**SUPPLIED PASSAGE**
Friday, November 10, 2023

Good Thoughts on the Gaza Conflict

 I never do this, but I recently saw this Facebook post from one of my friends, Evertt Huffard. He is a missions consultant and former professor at Harding School of Theology, who also has a family history of missions in the Middle East and Israel. (His uncle was also a former minister at the church where I serve.)

     Huffard posted the following after the preacher at the church he attends wanted to say something about the conflict in Gaza, wasn’t sure what to say, and wondered “what Evertt Huffard thinks about this.”

     I can understand his position; feeling the need to say something, but not sure what. Any stance on this war can be unpopular. It’s become, sadly for the people impacted most directly by it, a political football. Most of the opinions I’ve heard on the conflict seem one-sided, more propaganda than thoughtful reflection. And so I think I, too, will defer to Dr. Huffard’s words — a committed Christian, missionary, and scholar. These are his thoughts, in their entirety, with no editing from me:

The region has a special place in my life. My grandfather died in Israel and is buried in Jaffa. I went to high school with Palestinians on the West Bank for four years and our family was evacuated with 6,000 Americans during the 6-Day War. For five years I served a church of Israeli Arabs in Nazareth and taught in a Christian High School in Galilee. My wife and I have hosted more than 25 tour groups to Israel. We have friends in Israel today living in fear of what will happen next with threats from the north and increasing shortage of food and supplies due to 450,000 reservists called into military duty.

**PROVIDED RECORDS**
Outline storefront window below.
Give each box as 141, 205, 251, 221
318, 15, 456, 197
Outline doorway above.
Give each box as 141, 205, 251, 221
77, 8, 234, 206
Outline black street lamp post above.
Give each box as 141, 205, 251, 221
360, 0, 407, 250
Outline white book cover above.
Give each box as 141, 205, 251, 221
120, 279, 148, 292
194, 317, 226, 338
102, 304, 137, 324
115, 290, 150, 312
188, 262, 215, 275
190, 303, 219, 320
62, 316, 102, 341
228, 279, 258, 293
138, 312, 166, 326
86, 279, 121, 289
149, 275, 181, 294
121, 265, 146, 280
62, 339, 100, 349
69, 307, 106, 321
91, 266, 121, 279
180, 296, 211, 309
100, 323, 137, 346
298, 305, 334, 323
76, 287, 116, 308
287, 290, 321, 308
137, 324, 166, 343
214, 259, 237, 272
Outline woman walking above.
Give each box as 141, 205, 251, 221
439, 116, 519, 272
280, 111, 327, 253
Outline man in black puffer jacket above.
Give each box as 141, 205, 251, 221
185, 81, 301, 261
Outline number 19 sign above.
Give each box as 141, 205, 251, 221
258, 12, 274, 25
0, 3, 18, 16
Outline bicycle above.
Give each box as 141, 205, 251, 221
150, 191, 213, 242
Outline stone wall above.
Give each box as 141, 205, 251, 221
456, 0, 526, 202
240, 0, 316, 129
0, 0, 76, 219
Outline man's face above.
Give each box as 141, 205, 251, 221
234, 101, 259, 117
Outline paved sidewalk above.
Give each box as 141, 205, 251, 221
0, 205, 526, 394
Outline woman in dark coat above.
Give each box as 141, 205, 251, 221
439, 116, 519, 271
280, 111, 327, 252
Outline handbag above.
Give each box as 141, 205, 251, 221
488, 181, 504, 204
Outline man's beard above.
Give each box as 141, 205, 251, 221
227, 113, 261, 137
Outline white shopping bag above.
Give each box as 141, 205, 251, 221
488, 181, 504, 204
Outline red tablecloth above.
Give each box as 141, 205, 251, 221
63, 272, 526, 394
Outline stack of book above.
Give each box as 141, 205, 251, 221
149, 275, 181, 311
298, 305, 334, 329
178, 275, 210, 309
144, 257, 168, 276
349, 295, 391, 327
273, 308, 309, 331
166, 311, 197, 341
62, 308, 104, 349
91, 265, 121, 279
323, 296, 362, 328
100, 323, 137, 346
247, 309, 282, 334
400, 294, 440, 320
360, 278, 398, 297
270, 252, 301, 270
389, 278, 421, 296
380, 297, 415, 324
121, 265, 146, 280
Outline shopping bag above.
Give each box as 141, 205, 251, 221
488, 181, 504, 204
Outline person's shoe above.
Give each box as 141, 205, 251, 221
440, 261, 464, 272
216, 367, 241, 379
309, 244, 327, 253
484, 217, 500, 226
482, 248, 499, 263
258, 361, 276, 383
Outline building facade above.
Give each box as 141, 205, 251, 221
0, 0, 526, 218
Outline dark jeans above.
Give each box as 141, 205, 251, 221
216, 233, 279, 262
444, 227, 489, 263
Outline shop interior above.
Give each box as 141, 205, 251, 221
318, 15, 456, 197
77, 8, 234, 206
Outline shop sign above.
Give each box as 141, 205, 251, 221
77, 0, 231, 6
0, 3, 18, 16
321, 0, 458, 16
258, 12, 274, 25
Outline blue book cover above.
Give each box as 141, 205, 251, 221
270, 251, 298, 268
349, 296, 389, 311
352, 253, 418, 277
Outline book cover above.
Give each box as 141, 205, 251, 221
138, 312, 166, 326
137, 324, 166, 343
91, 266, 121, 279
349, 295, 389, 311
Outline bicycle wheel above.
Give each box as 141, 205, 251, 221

**EXERCISE REQUIREMENTS**
**A)** Can you summarize the Gaza conflict post in two sentences?
**B)** Could you extend the Gaza conflict post, picking up after its final sentence?
These entries have no connection to the Gaza conflict post.

**WRITTEN RESPONSES**
**A)** Feeling that most opinions on the Gaza conflict are one-sided, the writer defers to a Facebook post by friend Evertt Huffard, a missions consultant and former professor at Harding School of Theology. Huffard describes his personal ties to the region: his grandfather is buried in Jaffa, he went to high school with Palestinians on the West Bank, he served a church of Israeli Arabs in Nazareth, and he has friends in Israel now living in fear.

**B)**
     What could I say to a church on a Sunday morning?

     First, I would say something, because it has dominated the news for more than a week and creates a context to exercise our Christian worldview—a worldview rooted in the will of God revealed to us through the prophets and Christ. Micah would tell us to do what is good and what the Lord requires of us, namely: “to do justice, and to love kindness, and to walk humbly with your God” (6:8).

     Jesus challenged religious leaders in Jerusalem who were living under the oppression of Rome to focus on the “weightier matters of the law”—justice, mercy, and faithfulness (Mt. 23:23). Any response we give that reflects these values will likely be in stark contrast to much of what we are exposed to in the media. Some news sources use such loaded hateful terminology that if I listened to it for more than an hour I would be filled with hate. As a Christian I am resisting the impulse to let them shape my emotions and reactions.

     Second, we cannot be instruments of peace when we are subject to the biased narrative of either side that is seeking justification for violence and global approval for a war. “Evil men do not understand justice, but those who seek the LORD understand it completely” (Prov. 28:5). As we watch the news, with discernment, we need to watch our attitudes. I resist the impulse to be drawn into a mindset that would not lead to peace. I want to do justice, love kindness, and walk humbly with my God.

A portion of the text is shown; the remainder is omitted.